• WHAT TO WORK ON:
1. In the HBase forum thread, how many regions did the table have after the major_compact was run?
2. In the HBase forum thread, why did Praveen Bysani configure a larger value? Answer in one to three sentences.

• READING PASSAGE:

....................

Re: Block size of HBase files

Posted by Praveen Bysani <pr...@gmail.com>.
We insert data using java hbase client (org.apache.hadoop.hbase.client.*) .
However we are not providing any details in the configuration object ,
except for the zookeeper quorum, port number. Should we specify explicitly
at this stage ?

On 13 May 2013 19:54, Anoop John <an...@gmail.com> wrote:

> >now have 731 regions (each about ~350 mb !!). I checked the
> configuration in CM, and the value for hbase.hregion.max.filesize  is 1 GB
> too !!!
>
> You mentioned the splits at the time of table creation?  How u created the
> table?
>
> -Anoop-
>
> On Mon, May 13, 2013 at 5:18 PM, Praveen Bysani <praveen.iiith@gmail.com
> >wrote:
>
> > Hi,
> >
> > Thanks for the details. No i haven't run any compaction or i have no idea
> > if there is one going on in background. I executed a major_compact on
> that
> > table  and i now have 731 regions (each about ~350 mb !!). I checked the
> > configuration in CM, and the value for hbase.hregion.max.filesize  is 1
> GB
> > too !!!
> >
> > I am not trying to access HFiles in my MR job, infact i am just using a
> PIG
> > script which handles this. This number (731) is close to my number of map
> > tasks, which makes sense. But how can i decrease this, shouldn't the size
> > of each region be 1 GB with that configuration value ?
> >
> >
> > On 13 May 2013 18:36, Ted Yu <yu...@gmail.com> wrote:
> >
> > > You can change HFile size through hbase.hregion.max.filesize parameter.
> > >
> > > On May 13, 2013, at 2:45 AM, Praveen Bysani <pr...@gmail.com>
> > > wrote:
> > >
> > > > Hi,
> > > >
> > > > I wanted to minimize on the number of map reduce tasks generated
> while
> > > > processing a job, hence configured it to a larger value.
> > > >
> > > > I don't think i have configured HFile size in the cluster. I use
> > Cloudera
> > > > Manager to mange my cluster, and the only configuration i can relate
> > > > to is hfile.block.cache.size
> > > > which is set to 0.25. How do i change the HFile size ?

....................

• LISTING:
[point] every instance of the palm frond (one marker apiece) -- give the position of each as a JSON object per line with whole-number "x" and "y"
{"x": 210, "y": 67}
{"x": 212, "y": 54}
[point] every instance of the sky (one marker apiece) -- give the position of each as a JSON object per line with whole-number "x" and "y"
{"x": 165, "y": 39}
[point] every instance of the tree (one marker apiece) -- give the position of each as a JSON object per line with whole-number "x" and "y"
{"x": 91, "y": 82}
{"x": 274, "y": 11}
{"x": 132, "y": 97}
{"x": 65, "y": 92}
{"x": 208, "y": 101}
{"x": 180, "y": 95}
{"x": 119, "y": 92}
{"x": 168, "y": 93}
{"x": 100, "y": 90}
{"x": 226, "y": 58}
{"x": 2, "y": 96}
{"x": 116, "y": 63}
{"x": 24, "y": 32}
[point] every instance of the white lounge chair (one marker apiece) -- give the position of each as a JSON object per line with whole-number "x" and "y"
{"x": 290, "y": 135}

....................

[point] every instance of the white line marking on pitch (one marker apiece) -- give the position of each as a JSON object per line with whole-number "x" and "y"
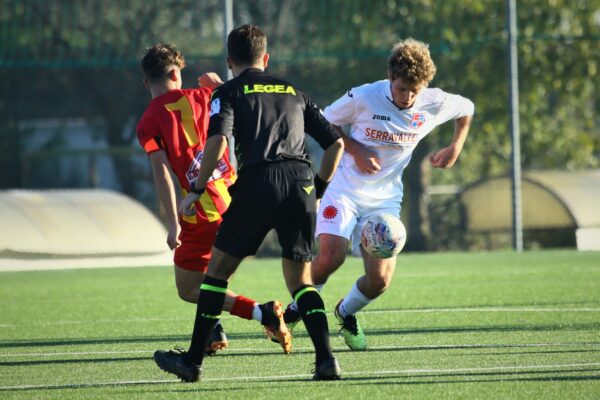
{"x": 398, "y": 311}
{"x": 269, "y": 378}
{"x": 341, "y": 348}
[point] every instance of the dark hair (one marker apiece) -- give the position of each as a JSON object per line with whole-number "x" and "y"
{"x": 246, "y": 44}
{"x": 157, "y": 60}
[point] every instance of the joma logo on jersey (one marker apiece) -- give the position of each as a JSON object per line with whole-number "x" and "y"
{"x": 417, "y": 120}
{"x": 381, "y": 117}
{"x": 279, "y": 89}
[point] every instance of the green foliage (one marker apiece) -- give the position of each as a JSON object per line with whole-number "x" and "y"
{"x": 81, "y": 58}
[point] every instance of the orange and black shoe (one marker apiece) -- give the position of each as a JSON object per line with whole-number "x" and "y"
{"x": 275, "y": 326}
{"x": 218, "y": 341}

....................

• OUTPUTS:
1. 731 regions, each about 350 MB.

2. Praveen Bysani wanted to minimize the number of map reduce tasks generated while processing a job.